Problem to work on -> Copy the full listing below word for word, changing nothing.

Dataset records ->
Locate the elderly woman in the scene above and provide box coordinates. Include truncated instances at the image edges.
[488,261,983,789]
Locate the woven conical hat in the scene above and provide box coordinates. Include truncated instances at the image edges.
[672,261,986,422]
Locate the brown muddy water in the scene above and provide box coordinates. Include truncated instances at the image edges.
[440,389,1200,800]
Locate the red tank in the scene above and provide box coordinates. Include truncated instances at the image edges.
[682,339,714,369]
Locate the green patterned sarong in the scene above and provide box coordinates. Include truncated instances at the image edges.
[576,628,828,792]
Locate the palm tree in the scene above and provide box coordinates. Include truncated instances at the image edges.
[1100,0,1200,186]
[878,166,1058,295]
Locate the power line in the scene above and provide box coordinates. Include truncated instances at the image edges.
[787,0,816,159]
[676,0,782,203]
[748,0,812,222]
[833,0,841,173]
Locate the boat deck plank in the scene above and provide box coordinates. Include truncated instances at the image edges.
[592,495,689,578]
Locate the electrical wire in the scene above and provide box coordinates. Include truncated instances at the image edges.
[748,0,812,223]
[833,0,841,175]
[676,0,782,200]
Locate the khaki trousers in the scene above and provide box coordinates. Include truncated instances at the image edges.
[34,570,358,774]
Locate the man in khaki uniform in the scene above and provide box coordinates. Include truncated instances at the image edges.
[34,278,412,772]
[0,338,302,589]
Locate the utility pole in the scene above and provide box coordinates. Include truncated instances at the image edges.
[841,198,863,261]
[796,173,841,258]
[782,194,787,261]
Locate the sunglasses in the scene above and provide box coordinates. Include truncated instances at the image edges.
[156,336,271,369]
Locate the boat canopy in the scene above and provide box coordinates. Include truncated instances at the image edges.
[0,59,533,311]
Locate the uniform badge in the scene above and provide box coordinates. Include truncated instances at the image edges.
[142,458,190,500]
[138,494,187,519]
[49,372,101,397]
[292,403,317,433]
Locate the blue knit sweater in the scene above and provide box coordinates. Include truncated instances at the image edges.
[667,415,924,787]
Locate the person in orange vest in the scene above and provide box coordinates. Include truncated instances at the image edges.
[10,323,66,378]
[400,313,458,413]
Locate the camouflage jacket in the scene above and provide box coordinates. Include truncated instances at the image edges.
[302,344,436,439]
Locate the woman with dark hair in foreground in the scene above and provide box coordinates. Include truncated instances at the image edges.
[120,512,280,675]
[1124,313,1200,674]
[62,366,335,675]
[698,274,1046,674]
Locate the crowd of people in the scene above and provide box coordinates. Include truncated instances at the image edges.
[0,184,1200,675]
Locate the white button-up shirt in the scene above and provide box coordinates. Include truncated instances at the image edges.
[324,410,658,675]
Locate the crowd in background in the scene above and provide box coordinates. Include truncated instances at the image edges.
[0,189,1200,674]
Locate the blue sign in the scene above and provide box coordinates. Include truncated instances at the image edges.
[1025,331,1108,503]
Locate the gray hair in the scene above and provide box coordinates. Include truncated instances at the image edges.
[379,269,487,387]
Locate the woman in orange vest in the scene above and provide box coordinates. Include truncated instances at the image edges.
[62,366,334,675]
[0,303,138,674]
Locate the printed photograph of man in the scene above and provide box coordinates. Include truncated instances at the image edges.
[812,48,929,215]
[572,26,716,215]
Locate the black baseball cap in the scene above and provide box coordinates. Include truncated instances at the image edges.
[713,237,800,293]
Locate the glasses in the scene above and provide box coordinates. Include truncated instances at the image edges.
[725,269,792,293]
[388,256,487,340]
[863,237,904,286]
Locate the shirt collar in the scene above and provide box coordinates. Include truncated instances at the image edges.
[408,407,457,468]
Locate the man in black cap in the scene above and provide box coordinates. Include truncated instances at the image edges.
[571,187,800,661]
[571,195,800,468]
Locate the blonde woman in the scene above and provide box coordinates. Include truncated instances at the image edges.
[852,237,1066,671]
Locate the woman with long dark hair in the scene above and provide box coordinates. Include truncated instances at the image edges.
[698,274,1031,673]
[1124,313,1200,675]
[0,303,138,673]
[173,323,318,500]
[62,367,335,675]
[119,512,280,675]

Exercise solution ->
Locate the elderly woman in the scene above and provide box coordinates. Include truncated instances at the image edges.
[488,261,983,789]
Locate the woven conical hat in the scene above and provide box coordinates. Include truncated instances at the image edges.
[672,261,986,422]
Locate the brown muddy water in the scene above and provide box coordinates. Include truncated instances at the image edges.
[440,389,1200,800]
Locate the red tank in the scene above and provide box coordinates. Include truncated instances at the image edges.
[682,339,714,369]
Locate the green patterned sarong in the scene above and provide box coordinates. Include truncated instances at the image edges.
[576,628,828,792]
Locate the palm tree in the scene above and provide box coordinates. Include truncated instances at the image edges.
[1100,0,1200,186]
[878,166,1058,295]
Locate the power line in the scene above and provide box coordinates. Include truncated instances at the image edges.
[787,0,816,159]
[676,0,782,203]
[748,0,812,222]
[833,0,841,173]
Locate the boat deck plank in the scene above and provide box coordinates. Include truncated instances at the image edges.
[592,495,689,578]
Locate the electrical wire in the scene above and provide box coordinates. Include truncated instances at the image edges.
[748,0,812,223]
[833,0,841,175]
[676,0,782,200]
Locate the khaki trousers in the scene above and provide box coordinates. Include truncated instances at the image edges.
[34,570,358,774]
Locate the man in khaki uniform in the scene above and provide box coordinates. Include truncated instances at the image edges.
[34,278,412,772]
[0,338,302,589]
Locate the utility pole in the scene above and provide box coordinates. Include truncated instances at the image edges.
[841,198,863,261]
[796,173,841,258]
[782,194,787,261]
Locate the sunglasses in the scene above and provide box coordinates. Include truncated instances at the image edges.
[156,336,271,369]
Locate the boat canopy in the scene above and provide box coordinates. Include truncated instances at the image edges.
[0,59,533,311]
Locate the uniform badge in the scene above and provide box coordinates. Include truncated instances at the image edges.
[142,458,190,500]
[138,494,187,519]
[49,372,101,397]
[292,403,317,433]
Locate the blue knit sweater in the scene above and provide box coordinates. Include truncated instances at the image edges.
[667,415,924,787]
Locate the person in orange vest in the scene above and provide box coordinates. Include truncated instances at the image edges.
[10,323,66,378]
[400,313,458,413]
Locate the camouflage jacket in the scene above and provide box coordinates. Include truncated instances at the image edges.
[302,344,436,439]
Locate the woman with dark hair in foreground in the scene above and provide box coordinates. Include truncated instances at the image edges.
[120,512,280,675]
[1124,313,1200,674]
[62,366,335,675]
[698,274,1046,674]
Locate the crowd of people in the scene above and provide box coordinates. Include truncated instances at the image edges.
[0,184,1200,675]
Locate the white button-up shirt in the scene above and provide box coordinates. Include truncated instances at the image edges.
[324,410,658,675]
Locate the crowd in background in the scene above and provide box coordinates. Include truncated instances at the image edges.
[0,189,1200,674]
Locate the blue sign in the scene above and provide box coordinates. Include truncated instances at the image edges.
[1025,331,1108,503]
Locate the gray hair in the scene above and provide box coordinates. Include truncated instances at the image edges.
[379,269,487,387]
Locate the woman in orange vest in the scene above and provide box coordinates. Include truncated instances at the image edges.
[62,366,334,675]
[0,303,138,674]
Locate the printed photograph of man in the scene above and provide box coordinates. Include truncated instances at the image edges.
[812,48,929,215]
[572,26,716,215]
Locate the black baseball cap in the scene above and provide box coordinates. Include truncated instances at the image edges.
[713,237,800,293]
Locate the glasses in the scene above and provide box coordinates. Include truncated instances at the image edges.
[725,269,792,293]
[388,256,487,340]
[863,237,904,286]
Locate the shirt collar in the scene above and provide box coordinates. Include truncated instances at the image edges.
[408,407,457,468]
Locate the man in black cap in the scene above and provide box coordinates. Include truncated instances at the image edges.
[571,187,800,661]
[571,195,800,468]
Locate the blonde woman in the scene above and provide box coordinates. Include truncated instances at the image edges.
[852,237,1066,671]
Locate the woman with long dark hair in the scene above and provide box coordinates. Include truncated instances at the image edges.
[698,274,1031,673]
[1124,313,1200,675]
[0,303,138,673]
[173,323,318,500]
[62,367,335,675]
[119,512,280,675]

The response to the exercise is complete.